**Given text**
Mario Szenessy died from a bronchial carcinoma in Pinneberg in 1976.

Work

Szenessy wrote in the epic tradition of Thomas Mann, his literary role model, and his first book received highly favorable critiques. Thus the Süddeutsche Zeitung called him a new, wonderful narrator. When, however, he made literary concessions to gain a greater audience, critics bemoaned this development. Yet, remarkable remains Szenessy’s art to so completely enter into the German language that it had become finally his home. He always tried to popularize East-European literature in Germany; especially the Hungarian authors György Konrád and Tibor Déry he made more familiar with translations as well as a monograph.
In his novel Lauter falsche Pässe, Szenessy stylized the image of the typical entertainment novel by treating the genre in a sarcastic fashion, thus transferring it into a work of art. In the book the author receives a manuscript that represents an autobiography of Roman Skorzeny. Skorzeny recalls how after falsifying stamps, he proceeds to manufacture the accompanying letters, and then the related biographies. The text demonstrates the patterns of a fascinating narration whereby the first name of the fictitious author indicates that in this book the subject is the novel per se. Presented are the political thriller, the espionage and criminal novel, the sailors’ yarn and Anglo romantic accounts of mail coach robberies. The introduction is a parody of the classical Bildungsroman and cites existing travesty in literature. The genre of the trivial novel presents itself as a novel in all its forms as if to prove that the novel is just not a lower art form.

**Problem requirements**
Print the passage on Mario Szenessy's work word for word, beginning at "Szenessy wrote in" and stopping after "as a monograph.".

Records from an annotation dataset
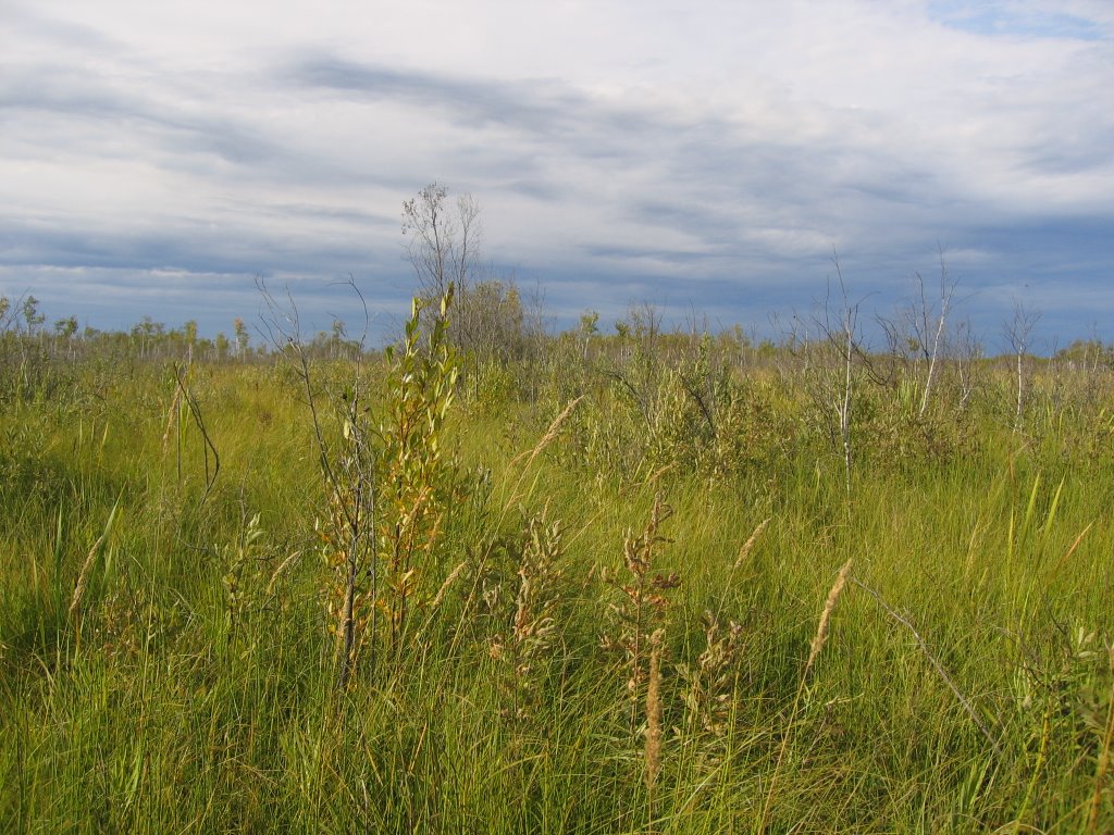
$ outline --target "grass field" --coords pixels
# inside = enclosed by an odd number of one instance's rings
[[[2,832],[1114,829],[1105,365],[6,340]]]

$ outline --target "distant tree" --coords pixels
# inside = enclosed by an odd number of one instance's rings
[[[77,316],[68,316],[55,322],[55,334],[59,338],[70,340],[77,333]]]
[[[243,360],[247,356],[247,326],[244,325],[244,320],[236,316],[236,318],[232,321],[232,327],[236,334],[236,357]]]
[[[39,327],[47,317],[39,313],[39,299],[35,296],[28,296],[23,299],[23,323],[27,325],[27,332],[35,333],[36,328]]]
[[[469,194],[448,202],[449,189],[431,183],[402,204],[402,234],[409,240],[407,254],[426,302],[439,302],[449,285],[459,296],[466,293],[479,264],[480,207]],[[430,304],[438,311],[439,304]]]

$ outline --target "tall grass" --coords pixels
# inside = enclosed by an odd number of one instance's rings
[[[296,379],[195,365],[212,489],[169,369],[8,401],[0,831],[1114,827],[1102,399],[1038,377],[1017,435],[990,370],[962,415],[868,389],[847,491],[803,377],[530,373],[462,384],[428,602],[343,688]]]

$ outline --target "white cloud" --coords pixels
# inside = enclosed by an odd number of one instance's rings
[[[1073,218],[1073,281],[1114,259],[1104,0],[9,6],[0,263],[42,282],[351,258],[385,302],[401,202],[434,178],[521,274],[697,306],[771,276],[799,304],[833,247],[885,283],[941,239],[989,284],[1010,229]]]

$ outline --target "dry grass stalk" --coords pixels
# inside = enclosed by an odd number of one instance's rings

**Final result**
Szenessy wrote in the epic tradition of Thomas Mann, his literary role model, and his first book received highly favorable critiques. Thus the Süddeutsche Zeitung called him a new, wonderful narrator. When, however, he made literary concessions to gain a greater audience, critics bemoaned this development. Yet, remarkable remains Szenessy’s art to so completely enter into the German language that it had become finally his home. He always tried to popularize East-European literature in Germany; especially the Hungarian authors György Konrád and Tibor Déry he made more familiar with translations as well as a monograph.